Exercise requirements:
1. Using the passage on representation decisions, mark each statement yes or no according to whether it agrees with the passage, and quote the words that decide it: (a) the earlier interpreter represented the interpreted language's functions as Racket functions; (b) Java specifies int as a 32-bit representation; (c) Racket numbers fall short if quaternions are wanted.
2. Carry the passage on representation decisions forward from the point where it stops.

12 Representation Decisions

Go back and look again at our interpreter for function as values [REF]. Do you see something curiously non-uniform about it?

Do Now!

No, really, do. Do you?

Consider how we chose to represent our two different kinds of values: numbers and functions. Ignoring the superficial numV and closV wrappers, focus on the underlying data representations. We represented the interpreted language’s numbers as Racket numbers, but we did not represent the interpreted language’s functions (closures) as Racket functions (closures).

That’s our non-uniformity. It would have been more uniform to use Racket’s representations for both, or also to not use Racket’s representation for either. So why did we make this particular choice?

We were trying to illustrate and point, and that point is what we will explore right now.

12.1 Changing Representations

For a moment, let’s explore numbers. Racket’s numbers make a good target for reuse because they are so powerful: we get arbitrary-sized integers (bignums), rationals (which benefit from the bignum representation of integers), complex numbers, and so on. Therefore, they can represent most ordinary programming language number systems. However, that doesn’t mean they are what we want: they could be too little or too much.

They are too much if what we want is a more restricted number system. For instance, Java prescribes a very specific set of fixed-size representations (e.g., int is specified to be 32-bit). Numbers that fall outside these sets cannot be directly represented as numbers, and arithmetic must respect these sets (e.g., overflowing so that adding 1 to 2147483647 does not produce 2147483648).
They are too little if we want even richer numbers, whether quaternions or numbers with associated probabilities.

Worse, we didn’t even stop and ask what we wanted, but blithely proceeded with Racket numbers.

The reason we did so is because we weren’t really interested in the study of numbers; rather, we were interested in programming language features such as functions-as-values. As language designers, however, you should be sure to ask these hard questions up front.

Now let’s talk about our representation of closures. We could have instead represented closures by exploiting Racket’s corresponding concept, and correspondingly, function application with unvarnished Racket application.

Do Now!

Replace the closure data structure with Racket functions representing functions-as-values.

Here we go:

(define-type Value
  [numV (n : number)]
  [closV (f : (Value -> Value))])

(define (interp [expr : ExprC] [env : Env]) : Value
  (type-case ExprC expr
    [numC (n) (numV n)]
    [idC (n) (lookup n env)]
    [appC (f a) (local ([define f-value (interp f env)]
                        [define a-value (interp a env)])

Data records:
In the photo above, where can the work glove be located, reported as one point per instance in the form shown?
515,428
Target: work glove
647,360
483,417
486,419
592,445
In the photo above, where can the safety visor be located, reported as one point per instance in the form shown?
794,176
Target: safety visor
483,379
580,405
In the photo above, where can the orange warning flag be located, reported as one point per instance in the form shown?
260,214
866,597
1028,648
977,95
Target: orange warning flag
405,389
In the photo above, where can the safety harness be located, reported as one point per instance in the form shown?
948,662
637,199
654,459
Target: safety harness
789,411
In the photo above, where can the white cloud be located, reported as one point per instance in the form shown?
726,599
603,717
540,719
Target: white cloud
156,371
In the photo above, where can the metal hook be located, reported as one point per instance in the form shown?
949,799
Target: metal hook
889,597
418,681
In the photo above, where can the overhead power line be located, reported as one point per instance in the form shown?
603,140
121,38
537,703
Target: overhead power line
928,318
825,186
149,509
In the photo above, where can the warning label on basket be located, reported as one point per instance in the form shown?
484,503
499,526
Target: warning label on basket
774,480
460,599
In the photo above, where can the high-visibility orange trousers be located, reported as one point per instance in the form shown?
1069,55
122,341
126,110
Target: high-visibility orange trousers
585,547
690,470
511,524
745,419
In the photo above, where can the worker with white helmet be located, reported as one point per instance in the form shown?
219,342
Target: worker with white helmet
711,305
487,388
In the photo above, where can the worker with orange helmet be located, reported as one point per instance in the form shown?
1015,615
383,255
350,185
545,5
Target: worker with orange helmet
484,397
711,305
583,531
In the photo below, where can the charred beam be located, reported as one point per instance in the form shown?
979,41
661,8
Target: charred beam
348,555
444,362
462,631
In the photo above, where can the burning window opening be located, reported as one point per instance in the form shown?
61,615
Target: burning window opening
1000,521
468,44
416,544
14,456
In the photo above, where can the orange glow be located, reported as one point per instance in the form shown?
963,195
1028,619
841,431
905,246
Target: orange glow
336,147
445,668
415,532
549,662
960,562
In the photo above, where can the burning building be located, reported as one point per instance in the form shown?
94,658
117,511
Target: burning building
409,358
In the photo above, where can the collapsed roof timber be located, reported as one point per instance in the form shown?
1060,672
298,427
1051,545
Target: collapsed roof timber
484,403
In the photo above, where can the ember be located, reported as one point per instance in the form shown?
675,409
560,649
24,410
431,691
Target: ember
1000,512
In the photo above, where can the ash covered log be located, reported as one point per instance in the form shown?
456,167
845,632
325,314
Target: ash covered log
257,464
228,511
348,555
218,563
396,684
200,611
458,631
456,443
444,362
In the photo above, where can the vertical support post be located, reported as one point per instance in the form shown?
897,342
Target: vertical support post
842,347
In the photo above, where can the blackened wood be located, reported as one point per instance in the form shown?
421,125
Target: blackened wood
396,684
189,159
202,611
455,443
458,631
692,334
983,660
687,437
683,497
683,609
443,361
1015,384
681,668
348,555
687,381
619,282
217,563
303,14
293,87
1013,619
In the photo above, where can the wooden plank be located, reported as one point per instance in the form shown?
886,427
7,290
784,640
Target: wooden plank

Results by task:
1.
(a) No: "we did not represent the interpreted language’s functions (closures) as Racket functions (closures)."
(b) Yes: "int is specified to be 32-bit"
(c) Yes: "They are too little if we want even richer numbers, whether quaternions or numbers with associated probabilities."

2.
                  ((closV-f f-value) a-value))]
    [plusC (l r) (num+ (interp l env) (interp r env))]
    [multC (l r) (num* (interp l env) (interp r env))]
    [lamC (a b) (closV (lambda (arg-val)
                         (interp b
                                 (extend-env (bind a arg-val)
                                             env))))]))

Exercise

Observe a curious shift. In our previous implementation, the environment was extended in the appC case. Here, it’s extended in the lamC case. Is one of these incorrect? If not, why did this change occur?

This is certainly concise, but we’ve lost something very important: understanding. Saying that a source language function corresponds to lambda tells us virtually nothing: if we already knew precisely what lambda does we might not be studying it, and if we didn’t, this mapping would teach us absolutely nothing (and might, in fact, pile confusion on top of our ignorance). For the same reason, we did not use Racket’s state to understand the varieties of stateful operators [REF].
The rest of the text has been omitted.